Set down exactly the lines from the one containing "Pick out every instance of the white jacket" through the end of the records below, both included, and nothing else.

START Input records

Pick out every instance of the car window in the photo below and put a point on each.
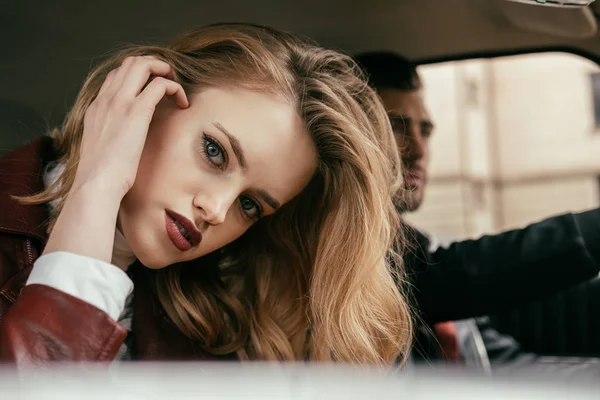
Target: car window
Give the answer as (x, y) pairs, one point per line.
(516, 140)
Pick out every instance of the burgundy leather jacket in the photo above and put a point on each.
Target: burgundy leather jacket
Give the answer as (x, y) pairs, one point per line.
(39, 323)
(469, 278)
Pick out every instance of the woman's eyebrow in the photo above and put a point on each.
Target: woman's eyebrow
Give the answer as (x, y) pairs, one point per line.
(239, 155)
(235, 145)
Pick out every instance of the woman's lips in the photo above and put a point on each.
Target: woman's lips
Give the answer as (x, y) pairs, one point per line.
(182, 232)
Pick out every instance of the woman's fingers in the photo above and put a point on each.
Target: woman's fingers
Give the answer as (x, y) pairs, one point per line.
(158, 88)
(133, 75)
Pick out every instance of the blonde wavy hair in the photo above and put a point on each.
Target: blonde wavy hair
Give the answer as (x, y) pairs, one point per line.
(320, 279)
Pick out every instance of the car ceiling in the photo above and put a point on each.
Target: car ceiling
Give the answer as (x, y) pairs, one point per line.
(49, 46)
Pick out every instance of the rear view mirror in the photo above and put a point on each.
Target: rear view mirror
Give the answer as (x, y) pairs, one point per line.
(557, 3)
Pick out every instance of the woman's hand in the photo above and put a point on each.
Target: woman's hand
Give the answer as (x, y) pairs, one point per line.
(116, 123)
(115, 129)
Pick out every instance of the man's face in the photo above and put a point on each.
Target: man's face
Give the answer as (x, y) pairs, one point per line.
(412, 127)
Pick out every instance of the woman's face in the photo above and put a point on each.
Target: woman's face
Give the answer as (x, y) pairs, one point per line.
(209, 172)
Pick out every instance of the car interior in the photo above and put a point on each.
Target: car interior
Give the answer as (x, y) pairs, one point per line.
(48, 48)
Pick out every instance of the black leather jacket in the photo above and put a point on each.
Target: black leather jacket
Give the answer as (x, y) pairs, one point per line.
(493, 273)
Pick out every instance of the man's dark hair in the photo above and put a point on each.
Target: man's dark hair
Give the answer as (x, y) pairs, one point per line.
(387, 70)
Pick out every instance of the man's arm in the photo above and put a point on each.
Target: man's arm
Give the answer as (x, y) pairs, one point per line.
(483, 276)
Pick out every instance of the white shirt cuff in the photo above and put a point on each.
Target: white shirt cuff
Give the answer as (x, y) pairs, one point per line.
(96, 282)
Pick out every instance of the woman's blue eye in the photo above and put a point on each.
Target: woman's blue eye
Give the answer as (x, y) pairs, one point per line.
(250, 208)
(214, 152)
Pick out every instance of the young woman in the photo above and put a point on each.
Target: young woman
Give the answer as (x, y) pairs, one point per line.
(210, 198)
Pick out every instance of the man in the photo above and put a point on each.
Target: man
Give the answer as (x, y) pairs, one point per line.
(397, 82)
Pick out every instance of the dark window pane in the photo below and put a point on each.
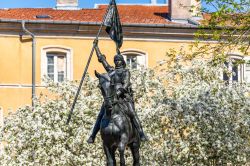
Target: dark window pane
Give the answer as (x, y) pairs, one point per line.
(51, 76)
(225, 76)
(132, 61)
(50, 69)
(60, 76)
(50, 59)
(235, 72)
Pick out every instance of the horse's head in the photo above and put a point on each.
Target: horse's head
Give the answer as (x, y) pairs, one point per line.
(107, 89)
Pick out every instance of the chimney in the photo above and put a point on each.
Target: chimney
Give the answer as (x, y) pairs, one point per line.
(67, 5)
(183, 10)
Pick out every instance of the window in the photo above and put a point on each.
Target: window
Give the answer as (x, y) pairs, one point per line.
(247, 70)
(56, 66)
(57, 63)
(135, 59)
(235, 68)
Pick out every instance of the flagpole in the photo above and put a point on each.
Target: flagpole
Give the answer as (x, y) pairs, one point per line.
(87, 65)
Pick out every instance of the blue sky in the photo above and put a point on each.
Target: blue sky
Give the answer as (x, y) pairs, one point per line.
(52, 3)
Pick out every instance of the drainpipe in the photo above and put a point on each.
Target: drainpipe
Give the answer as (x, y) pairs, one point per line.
(33, 62)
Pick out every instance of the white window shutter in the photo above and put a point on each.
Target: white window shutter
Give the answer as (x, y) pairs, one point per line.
(141, 60)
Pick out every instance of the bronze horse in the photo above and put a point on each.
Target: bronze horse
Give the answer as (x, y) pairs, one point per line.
(117, 131)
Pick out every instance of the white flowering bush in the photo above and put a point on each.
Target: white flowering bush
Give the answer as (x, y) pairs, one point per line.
(189, 114)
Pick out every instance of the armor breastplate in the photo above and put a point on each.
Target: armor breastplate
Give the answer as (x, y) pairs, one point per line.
(117, 78)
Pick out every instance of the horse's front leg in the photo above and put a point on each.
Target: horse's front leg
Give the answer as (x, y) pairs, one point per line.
(121, 148)
(135, 147)
(110, 155)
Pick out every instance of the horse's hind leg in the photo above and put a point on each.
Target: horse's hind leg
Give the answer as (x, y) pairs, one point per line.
(110, 155)
(121, 148)
(134, 147)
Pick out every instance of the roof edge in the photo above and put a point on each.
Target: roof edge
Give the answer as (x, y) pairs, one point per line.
(98, 23)
(131, 4)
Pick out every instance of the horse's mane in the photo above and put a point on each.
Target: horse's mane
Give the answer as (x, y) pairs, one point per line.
(106, 76)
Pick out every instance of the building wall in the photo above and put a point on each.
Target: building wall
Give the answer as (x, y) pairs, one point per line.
(16, 56)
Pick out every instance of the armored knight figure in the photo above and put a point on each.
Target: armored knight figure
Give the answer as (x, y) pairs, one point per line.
(120, 77)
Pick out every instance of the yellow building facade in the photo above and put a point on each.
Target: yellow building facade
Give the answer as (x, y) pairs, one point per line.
(16, 58)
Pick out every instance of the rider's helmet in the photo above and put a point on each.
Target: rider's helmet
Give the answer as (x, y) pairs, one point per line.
(119, 57)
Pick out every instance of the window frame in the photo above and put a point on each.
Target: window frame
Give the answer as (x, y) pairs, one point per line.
(131, 52)
(68, 52)
(241, 68)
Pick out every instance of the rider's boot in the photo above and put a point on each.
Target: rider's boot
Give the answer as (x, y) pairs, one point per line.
(138, 126)
(97, 126)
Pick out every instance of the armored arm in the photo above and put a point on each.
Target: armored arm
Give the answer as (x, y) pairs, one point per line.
(102, 59)
(126, 83)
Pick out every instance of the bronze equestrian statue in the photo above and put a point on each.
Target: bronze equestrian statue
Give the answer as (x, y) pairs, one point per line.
(119, 124)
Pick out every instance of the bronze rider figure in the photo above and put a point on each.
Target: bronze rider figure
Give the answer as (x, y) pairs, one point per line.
(120, 77)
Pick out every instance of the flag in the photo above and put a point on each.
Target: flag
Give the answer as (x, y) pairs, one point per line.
(113, 25)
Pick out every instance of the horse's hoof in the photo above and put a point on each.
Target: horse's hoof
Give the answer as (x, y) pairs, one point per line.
(90, 140)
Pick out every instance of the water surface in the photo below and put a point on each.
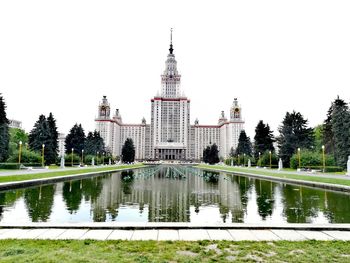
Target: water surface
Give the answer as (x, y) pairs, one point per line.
(173, 194)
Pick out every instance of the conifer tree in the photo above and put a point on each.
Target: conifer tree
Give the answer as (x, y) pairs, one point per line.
(4, 131)
(263, 139)
(328, 135)
(39, 135)
(294, 134)
(244, 144)
(51, 145)
(341, 132)
(128, 151)
(75, 139)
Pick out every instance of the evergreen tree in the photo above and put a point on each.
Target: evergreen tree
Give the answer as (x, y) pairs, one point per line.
(39, 135)
(341, 132)
(294, 134)
(206, 153)
(213, 154)
(94, 143)
(244, 144)
(328, 136)
(4, 131)
(75, 139)
(51, 145)
(232, 152)
(263, 139)
(128, 151)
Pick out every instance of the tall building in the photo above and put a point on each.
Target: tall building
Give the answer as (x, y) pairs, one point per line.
(169, 136)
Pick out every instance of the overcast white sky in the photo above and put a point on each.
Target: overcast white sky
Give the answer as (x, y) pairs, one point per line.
(274, 56)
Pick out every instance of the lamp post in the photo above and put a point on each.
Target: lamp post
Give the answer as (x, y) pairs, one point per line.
(72, 156)
(42, 157)
(20, 152)
(323, 159)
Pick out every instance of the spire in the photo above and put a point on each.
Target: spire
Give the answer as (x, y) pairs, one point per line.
(171, 41)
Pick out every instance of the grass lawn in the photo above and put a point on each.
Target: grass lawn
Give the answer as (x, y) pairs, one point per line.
(23, 177)
(312, 178)
(169, 251)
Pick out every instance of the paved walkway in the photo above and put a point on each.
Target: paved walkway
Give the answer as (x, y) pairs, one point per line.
(173, 234)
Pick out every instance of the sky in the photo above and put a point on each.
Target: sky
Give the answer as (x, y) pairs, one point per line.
(274, 56)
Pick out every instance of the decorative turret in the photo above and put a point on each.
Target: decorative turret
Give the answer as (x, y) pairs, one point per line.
(117, 117)
(236, 111)
(196, 122)
(222, 118)
(104, 109)
(170, 76)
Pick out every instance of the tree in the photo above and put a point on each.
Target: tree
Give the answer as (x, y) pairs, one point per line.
(232, 152)
(51, 145)
(294, 134)
(4, 131)
(94, 143)
(244, 144)
(341, 131)
(16, 136)
(39, 135)
(75, 139)
(263, 139)
(128, 151)
(213, 154)
(328, 135)
(206, 153)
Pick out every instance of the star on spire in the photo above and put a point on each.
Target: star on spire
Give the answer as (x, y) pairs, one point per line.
(171, 41)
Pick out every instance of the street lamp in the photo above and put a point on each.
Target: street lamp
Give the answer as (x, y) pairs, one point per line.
(82, 157)
(323, 159)
(42, 157)
(19, 152)
(72, 156)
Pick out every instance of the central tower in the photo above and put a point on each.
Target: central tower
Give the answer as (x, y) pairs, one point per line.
(170, 115)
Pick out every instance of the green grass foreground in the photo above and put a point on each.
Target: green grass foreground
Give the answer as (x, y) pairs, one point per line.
(24, 177)
(172, 251)
(313, 178)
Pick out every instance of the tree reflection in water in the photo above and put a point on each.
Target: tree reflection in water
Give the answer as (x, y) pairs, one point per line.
(177, 194)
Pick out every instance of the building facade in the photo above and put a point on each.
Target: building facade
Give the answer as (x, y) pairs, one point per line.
(170, 135)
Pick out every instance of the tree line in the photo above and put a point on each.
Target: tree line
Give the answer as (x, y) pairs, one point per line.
(296, 137)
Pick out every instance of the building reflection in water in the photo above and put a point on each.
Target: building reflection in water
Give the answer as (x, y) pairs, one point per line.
(174, 194)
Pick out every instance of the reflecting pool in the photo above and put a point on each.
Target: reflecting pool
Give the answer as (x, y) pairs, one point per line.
(173, 194)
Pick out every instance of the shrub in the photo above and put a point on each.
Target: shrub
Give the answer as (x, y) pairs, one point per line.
(27, 156)
(265, 160)
(9, 166)
(310, 159)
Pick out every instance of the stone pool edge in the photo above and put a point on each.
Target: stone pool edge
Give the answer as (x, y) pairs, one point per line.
(176, 226)
(56, 179)
(327, 186)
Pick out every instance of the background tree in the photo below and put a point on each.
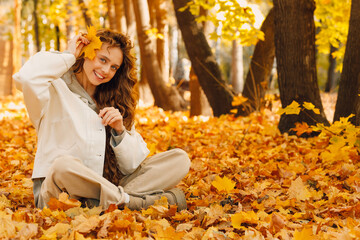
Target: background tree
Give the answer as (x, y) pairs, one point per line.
(203, 61)
(348, 101)
(296, 64)
(262, 62)
(165, 96)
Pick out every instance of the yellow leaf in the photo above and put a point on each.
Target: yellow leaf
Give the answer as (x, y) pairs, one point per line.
(305, 234)
(298, 190)
(301, 128)
(293, 108)
(238, 100)
(243, 217)
(310, 106)
(95, 43)
(223, 184)
(63, 203)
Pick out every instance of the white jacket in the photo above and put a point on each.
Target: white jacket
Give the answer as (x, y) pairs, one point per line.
(64, 123)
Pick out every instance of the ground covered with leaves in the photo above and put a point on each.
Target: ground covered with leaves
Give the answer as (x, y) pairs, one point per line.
(247, 181)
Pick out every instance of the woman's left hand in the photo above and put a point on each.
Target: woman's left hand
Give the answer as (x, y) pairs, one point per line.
(111, 116)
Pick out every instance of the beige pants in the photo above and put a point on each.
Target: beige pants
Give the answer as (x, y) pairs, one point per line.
(157, 173)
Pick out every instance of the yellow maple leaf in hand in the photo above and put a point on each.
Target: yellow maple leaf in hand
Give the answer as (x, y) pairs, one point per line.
(244, 217)
(306, 233)
(310, 106)
(293, 108)
(223, 184)
(95, 43)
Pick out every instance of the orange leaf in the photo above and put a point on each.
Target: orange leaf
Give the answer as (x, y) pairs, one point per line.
(223, 184)
(301, 128)
(95, 43)
(63, 203)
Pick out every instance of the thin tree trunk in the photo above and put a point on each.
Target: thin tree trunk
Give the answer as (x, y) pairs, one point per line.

END Input records

*Reply to the exercise*
Pick out every instance of the white jacket in the photo above and put a point on each.
Target: white jacket
Give the answer as (x, y) pairs, one point per line.
(64, 123)
Pick out every instance of the ground covered with leaves in the photo above and put a point on each.
Target: ground covered with leaves
Give the answer as (x, y) pairs, one point per line.
(247, 181)
Pick out every instance of the woman's left hand in the photo above and put a point on each.
Target: woman's left hand
Give the answer as (x, y) pairs, one point per line.
(111, 116)
Pick out every instance of the beige pants in the photo above and put a point on each.
Target: beige pants
Give the answer as (x, y) pairs, one point per line.
(157, 173)
Pick out every instance of the yellow maple leaf in hand in the photo above and put a point on each.
Target: yellow maple leaf in hand
Give the answer as (x, y) pairs, one point per line.
(244, 217)
(306, 233)
(310, 106)
(293, 108)
(223, 184)
(95, 43)
Pick out every instance of the orange leaf in the photo above and put a point on each.
Target: orange leaf
Give the answer as (x, y) pairs, one point per line.
(223, 184)
(301, 128)
(95, 43)
(63, 203)
Pick out every instance of the thin tree trunk in the photo above and put a point on each.
Target: thin tree trunk
Give the answer as (x, y) pairs, one point per line.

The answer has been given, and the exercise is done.